(Records for placing points)
####

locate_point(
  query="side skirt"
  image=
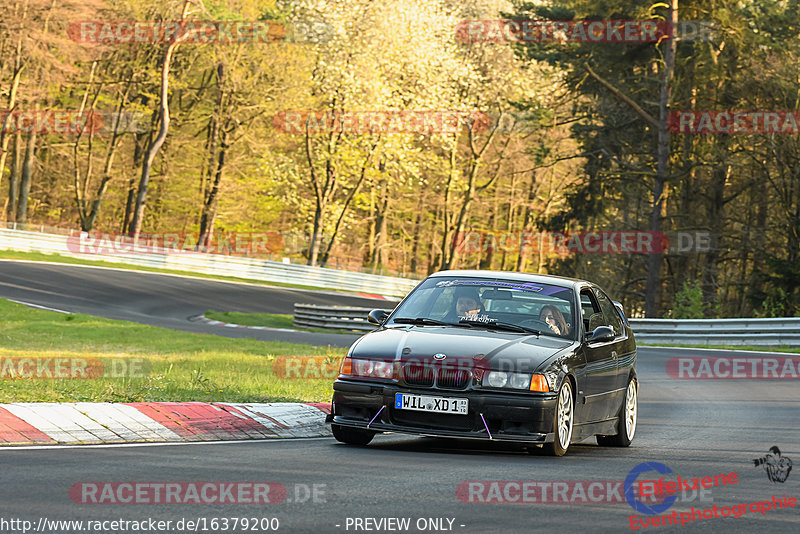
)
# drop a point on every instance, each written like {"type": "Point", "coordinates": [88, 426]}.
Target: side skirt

####

| TASK |
Reproduce every line of the records above verbatim. Leave the picture out.

| EXPECTED ANSWER |
locate_point(
  query="side skirt"
  image=
)
# drop a point on every instance, each written like {"type": "Point", "coordinates": [88, 426]}.
Target: side skirt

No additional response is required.